*** EXTRACTED TEXT ***
How your credit score can predict if your relationships will last
If you want to determine whether your S.O.’s romance will stand the test of time (admit it, you’ve thought about it at least once, right) there is now actual, scientific, data that can help you.
That’s right. In a recent report from the Federal Reserve Board, the Brookings Institution, and UCLA, the better you and your partner’s credit scores are, the more likely your relationship is to last.
The report, entitled “Credit Scores and Committed Relationships,” took a look at data from 49,363 couples and found that each 105-point bump in an individual’s credit score made them 32% less likely to break up with their partner in the six years after “time of household formation” (or, basically, when they got together).
Arlene Goldman, PhD., a licensed psychologist and sex therapist, told Women’s Health, “People with higher credit scores tend to be more responsible to begin with.” She continued, “When deciding to marry or divorce someone, they may be more thoughtful and think about long-term effects.”
We can’t necessarily argue with that!
Goldman also said, “If one person is a spendthrift and the other is a saver, there will be clashes along the way.”
Money and finances are issues that often come up in relationships, and credit scores are certainly an extension of that. So, while it may seem very random that something as boring as a credit score could predict how your relationship turns out, it certainly makes sense that there is the potential for it to be a factor.
*** End of EXTRACTED TEXT ***
*** DATA SHOWN ***
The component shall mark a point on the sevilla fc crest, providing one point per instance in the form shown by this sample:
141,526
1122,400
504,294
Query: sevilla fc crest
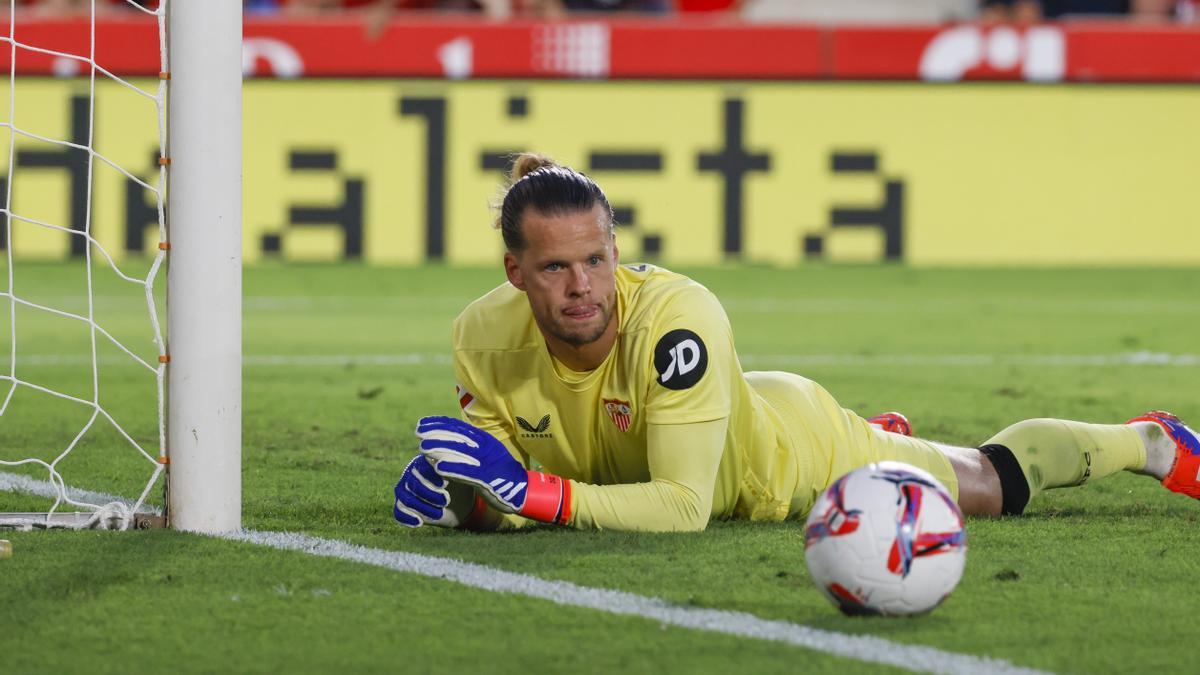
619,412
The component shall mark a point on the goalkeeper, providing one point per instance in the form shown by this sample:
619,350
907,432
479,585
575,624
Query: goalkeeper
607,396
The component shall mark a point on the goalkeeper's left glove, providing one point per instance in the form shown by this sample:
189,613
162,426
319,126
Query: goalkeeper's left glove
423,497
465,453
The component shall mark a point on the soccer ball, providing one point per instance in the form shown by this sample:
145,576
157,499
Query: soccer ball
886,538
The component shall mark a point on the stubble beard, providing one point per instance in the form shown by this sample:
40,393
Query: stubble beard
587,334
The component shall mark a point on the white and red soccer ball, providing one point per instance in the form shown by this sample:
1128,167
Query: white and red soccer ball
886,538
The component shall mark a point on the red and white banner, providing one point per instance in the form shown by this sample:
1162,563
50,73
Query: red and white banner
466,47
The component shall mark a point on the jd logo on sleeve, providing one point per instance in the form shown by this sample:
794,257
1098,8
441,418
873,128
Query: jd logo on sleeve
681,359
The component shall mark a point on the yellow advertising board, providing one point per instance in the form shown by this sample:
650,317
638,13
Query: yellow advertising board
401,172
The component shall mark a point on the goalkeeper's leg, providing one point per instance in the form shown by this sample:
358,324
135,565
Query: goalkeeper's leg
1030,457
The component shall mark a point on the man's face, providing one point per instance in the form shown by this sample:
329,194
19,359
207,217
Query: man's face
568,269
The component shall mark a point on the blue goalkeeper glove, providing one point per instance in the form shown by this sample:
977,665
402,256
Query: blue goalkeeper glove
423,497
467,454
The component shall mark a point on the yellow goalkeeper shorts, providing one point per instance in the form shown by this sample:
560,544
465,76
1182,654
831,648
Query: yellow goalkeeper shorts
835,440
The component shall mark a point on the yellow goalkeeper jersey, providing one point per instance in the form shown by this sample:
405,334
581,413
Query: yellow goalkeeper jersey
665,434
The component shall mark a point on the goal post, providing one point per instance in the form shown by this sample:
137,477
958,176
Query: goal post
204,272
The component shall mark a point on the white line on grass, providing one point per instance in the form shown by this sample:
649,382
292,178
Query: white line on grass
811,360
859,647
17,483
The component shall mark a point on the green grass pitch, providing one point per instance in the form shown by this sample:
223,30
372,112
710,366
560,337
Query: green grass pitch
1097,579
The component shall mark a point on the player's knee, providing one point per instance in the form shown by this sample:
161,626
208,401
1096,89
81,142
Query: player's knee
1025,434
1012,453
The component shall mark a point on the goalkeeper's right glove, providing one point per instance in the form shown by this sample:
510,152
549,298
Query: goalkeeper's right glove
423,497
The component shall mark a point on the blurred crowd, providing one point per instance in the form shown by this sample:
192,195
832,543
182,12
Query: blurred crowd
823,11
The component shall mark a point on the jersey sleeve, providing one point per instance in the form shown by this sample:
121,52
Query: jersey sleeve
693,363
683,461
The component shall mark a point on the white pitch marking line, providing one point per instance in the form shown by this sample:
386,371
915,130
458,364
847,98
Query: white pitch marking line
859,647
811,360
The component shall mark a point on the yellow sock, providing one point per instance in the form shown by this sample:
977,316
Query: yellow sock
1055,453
*** End of DATA SHOWN ***
*** DATA SHOWN ***
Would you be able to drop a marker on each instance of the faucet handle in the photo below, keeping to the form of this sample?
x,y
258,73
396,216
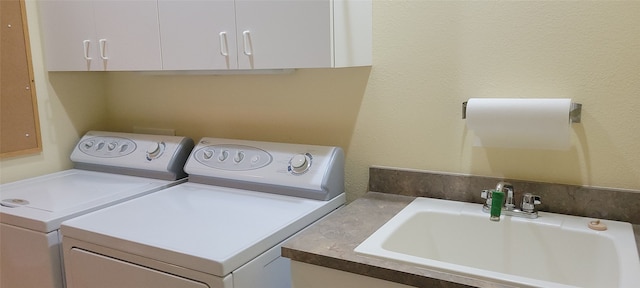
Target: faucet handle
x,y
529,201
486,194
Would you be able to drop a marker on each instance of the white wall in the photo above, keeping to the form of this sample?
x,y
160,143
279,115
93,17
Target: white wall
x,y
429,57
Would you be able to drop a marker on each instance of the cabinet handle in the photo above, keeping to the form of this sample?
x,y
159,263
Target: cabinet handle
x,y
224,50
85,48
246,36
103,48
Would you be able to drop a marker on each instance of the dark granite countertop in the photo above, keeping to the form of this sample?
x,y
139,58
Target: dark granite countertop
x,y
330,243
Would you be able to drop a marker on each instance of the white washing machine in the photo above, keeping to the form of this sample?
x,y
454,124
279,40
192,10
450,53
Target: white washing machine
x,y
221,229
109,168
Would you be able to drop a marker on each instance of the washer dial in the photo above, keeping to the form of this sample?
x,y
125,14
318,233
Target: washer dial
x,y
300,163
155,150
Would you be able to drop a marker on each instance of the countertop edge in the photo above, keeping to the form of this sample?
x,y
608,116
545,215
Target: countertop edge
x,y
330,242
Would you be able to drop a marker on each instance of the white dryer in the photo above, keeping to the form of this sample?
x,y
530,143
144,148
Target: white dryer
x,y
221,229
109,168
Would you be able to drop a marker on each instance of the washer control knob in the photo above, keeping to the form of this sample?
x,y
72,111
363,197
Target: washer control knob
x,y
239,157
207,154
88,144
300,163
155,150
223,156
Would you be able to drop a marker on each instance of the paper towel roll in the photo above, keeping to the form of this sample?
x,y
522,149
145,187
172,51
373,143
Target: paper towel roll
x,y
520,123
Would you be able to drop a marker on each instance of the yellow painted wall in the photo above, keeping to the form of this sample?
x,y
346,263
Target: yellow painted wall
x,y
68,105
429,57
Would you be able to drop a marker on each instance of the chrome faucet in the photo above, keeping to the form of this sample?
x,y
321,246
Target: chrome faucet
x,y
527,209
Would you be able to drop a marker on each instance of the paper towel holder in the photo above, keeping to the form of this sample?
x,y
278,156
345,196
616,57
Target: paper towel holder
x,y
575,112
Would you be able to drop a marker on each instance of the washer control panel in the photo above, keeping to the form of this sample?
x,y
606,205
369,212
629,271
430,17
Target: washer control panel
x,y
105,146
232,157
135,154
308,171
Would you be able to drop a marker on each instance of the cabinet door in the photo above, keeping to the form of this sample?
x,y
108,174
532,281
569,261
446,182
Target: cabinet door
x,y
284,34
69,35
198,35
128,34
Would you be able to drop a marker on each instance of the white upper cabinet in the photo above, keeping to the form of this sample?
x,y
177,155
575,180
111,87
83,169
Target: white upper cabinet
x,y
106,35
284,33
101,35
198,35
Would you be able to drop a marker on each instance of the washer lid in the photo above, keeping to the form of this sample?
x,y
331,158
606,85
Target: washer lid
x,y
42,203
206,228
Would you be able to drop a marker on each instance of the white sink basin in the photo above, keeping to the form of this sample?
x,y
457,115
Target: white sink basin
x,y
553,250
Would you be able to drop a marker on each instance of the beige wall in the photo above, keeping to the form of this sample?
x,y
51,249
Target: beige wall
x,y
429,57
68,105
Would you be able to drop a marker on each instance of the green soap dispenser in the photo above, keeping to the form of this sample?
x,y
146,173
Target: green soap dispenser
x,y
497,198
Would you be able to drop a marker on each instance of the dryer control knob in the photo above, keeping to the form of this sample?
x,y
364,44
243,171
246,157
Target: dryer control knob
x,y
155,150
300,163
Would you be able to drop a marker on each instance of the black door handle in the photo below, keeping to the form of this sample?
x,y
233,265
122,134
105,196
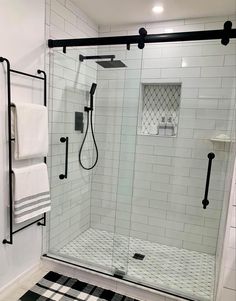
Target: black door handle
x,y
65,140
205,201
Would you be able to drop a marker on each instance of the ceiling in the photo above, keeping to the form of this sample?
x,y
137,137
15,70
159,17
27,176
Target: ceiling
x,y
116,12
*** End of DATA SHOWN ***
- **USING THE INFORMATION**
(a) Reproduce the passage of the article on credit scores and relationships between "How your credit" and "they got together).", inclusive.
(b) In one to three sentences, explain why the article on credit scores and relationships says a credit score could plausibly be a factor in how a relationship turns out.
(c) List the organizations that, according to the article on credit scores and relationships, produced the recent report.

- **RESPONSES BY ITEM NUMBER**
(a)
How your credit score can predict if your relationships will last
If you want to determine whether your S.O.’s romance will stand the test of time (admit it, you’ve thought about it at least once, right) there is now actual, scientific, data that can help you.
That’s right. In a recent report from the Federal Reserve Board, the Brookings Institution, and UCLA, the better you and your partner’s credit scores are, the more likely your relationship is to last.
The report, entitled “Credit Scores and Committed Relationships,” took a look at data from 49,363 couples and found that each 105-point bump in an individual’s credit score made them 32% less likely to break up with their partner in the six years after “time of household formation” (or, basically, when they got together).

(b) Money and finances often come up in relationships, and credit scores are an extension of that. So although it seems random that something as boring as a credit score could predict a relationship's outcome, the article says it makes sense that it could be a factor.

(c)
- Federal Reserve Board
- Brookings Institution
- UCLA